● Work to complete:
Reproduce the records from the line with "the van side" through the line with "x=660, y=243", requests included, and shift each coordinate in the answers up by 35. Leave the requests and their sample coordinates as they are.

-----

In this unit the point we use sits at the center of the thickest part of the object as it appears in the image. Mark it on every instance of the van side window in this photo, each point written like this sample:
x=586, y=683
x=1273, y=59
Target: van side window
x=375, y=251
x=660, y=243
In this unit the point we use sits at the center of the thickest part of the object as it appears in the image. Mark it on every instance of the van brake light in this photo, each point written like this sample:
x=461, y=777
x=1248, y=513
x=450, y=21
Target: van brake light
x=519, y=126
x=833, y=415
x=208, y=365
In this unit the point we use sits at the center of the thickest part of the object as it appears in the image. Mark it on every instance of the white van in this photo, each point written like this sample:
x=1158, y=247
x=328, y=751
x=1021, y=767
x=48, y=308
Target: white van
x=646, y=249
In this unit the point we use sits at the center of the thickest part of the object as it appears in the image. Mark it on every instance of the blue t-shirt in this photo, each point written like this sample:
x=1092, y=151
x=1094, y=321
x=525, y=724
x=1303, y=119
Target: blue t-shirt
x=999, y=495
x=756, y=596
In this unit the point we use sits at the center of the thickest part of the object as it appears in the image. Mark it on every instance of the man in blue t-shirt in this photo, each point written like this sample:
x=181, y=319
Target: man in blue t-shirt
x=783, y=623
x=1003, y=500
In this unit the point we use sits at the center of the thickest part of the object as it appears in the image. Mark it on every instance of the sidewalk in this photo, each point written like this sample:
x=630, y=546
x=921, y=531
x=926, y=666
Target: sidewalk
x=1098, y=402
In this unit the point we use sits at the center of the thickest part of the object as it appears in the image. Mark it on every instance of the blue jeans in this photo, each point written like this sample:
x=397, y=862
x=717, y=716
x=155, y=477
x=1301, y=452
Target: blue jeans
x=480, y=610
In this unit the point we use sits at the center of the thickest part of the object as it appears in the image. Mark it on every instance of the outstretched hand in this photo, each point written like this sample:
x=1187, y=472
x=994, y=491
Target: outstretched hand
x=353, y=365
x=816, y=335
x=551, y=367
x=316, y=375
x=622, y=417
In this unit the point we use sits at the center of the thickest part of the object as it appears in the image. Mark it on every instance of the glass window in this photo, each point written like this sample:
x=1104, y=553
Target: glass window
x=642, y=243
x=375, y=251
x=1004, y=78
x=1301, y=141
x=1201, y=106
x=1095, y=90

-----

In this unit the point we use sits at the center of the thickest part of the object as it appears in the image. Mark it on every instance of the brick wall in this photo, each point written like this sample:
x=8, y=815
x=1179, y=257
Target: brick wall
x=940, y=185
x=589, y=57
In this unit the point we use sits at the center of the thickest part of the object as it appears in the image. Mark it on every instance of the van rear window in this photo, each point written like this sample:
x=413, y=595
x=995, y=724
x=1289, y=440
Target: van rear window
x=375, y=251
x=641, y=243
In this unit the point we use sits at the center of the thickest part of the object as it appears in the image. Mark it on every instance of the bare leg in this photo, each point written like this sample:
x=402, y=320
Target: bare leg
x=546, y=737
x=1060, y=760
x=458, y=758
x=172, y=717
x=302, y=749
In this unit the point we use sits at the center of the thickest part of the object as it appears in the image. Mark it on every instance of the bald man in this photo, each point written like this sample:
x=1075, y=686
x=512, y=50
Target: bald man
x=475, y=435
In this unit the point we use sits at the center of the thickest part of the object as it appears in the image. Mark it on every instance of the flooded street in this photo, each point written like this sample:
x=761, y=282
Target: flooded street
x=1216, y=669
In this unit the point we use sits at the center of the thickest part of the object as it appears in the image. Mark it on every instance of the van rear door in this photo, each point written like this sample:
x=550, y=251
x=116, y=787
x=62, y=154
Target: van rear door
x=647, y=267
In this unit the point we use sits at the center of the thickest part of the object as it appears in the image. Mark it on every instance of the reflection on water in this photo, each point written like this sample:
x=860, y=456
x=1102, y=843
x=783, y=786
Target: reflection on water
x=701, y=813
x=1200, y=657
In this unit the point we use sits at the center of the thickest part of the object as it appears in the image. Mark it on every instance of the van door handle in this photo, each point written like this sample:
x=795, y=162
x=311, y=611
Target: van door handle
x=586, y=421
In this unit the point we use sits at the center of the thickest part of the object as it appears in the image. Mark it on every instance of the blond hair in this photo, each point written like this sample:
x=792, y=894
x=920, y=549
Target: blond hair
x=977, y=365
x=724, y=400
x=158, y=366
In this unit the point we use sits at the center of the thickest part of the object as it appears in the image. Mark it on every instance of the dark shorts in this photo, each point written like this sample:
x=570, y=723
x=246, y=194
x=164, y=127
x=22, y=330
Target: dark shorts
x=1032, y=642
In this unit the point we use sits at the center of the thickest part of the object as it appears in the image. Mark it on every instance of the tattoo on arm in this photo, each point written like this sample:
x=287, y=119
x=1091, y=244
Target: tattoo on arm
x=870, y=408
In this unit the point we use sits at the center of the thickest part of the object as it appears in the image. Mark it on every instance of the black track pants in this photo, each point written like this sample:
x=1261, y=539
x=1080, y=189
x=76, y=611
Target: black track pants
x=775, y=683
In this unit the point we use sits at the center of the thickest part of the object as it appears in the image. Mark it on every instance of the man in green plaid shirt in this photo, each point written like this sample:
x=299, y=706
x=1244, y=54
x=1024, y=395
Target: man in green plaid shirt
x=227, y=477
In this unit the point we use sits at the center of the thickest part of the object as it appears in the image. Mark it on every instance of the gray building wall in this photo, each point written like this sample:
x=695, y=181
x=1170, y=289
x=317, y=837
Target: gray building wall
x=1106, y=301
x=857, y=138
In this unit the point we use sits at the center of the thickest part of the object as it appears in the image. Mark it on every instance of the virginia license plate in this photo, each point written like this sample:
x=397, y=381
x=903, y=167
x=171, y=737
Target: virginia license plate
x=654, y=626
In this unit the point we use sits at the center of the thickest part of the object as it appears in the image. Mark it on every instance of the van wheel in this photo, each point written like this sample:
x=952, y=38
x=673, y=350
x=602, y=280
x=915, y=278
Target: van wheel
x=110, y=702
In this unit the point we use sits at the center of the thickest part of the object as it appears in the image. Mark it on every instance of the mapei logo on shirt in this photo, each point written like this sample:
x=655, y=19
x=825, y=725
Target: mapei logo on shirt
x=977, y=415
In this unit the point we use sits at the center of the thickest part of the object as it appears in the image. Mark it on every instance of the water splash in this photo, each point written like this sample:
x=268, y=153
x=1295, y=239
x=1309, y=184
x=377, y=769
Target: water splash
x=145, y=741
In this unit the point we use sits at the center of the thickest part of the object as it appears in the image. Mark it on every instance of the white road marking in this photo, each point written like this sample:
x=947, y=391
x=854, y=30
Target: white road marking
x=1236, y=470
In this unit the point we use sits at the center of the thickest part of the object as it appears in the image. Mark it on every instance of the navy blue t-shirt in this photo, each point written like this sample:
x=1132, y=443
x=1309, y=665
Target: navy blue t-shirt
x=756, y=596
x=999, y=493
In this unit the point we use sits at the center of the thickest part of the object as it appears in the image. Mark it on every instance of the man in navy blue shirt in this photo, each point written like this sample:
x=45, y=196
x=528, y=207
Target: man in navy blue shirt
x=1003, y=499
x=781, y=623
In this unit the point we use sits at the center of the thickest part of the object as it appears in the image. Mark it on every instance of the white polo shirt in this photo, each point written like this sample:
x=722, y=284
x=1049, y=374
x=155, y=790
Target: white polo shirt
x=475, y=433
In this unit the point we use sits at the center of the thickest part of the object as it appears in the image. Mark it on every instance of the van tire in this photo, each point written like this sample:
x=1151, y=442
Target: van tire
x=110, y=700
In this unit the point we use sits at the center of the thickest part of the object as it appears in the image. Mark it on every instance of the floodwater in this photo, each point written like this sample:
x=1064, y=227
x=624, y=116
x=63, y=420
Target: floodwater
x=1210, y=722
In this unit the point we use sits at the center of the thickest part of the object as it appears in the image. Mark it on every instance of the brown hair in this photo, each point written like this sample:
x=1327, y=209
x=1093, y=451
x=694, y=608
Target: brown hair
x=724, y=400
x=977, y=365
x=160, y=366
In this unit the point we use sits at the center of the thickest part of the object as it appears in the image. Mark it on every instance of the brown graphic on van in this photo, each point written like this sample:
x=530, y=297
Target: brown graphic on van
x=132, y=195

-----

● The answer:
In this unit the point we use sits at the center of the thickest part of the object as it appears in the image. Mark it on every instance of the van side window in this photo, each point written like this sample:
x=586, y=683
x=1273, y=59
Target: van side window
x=410, y=286
x=695, y=278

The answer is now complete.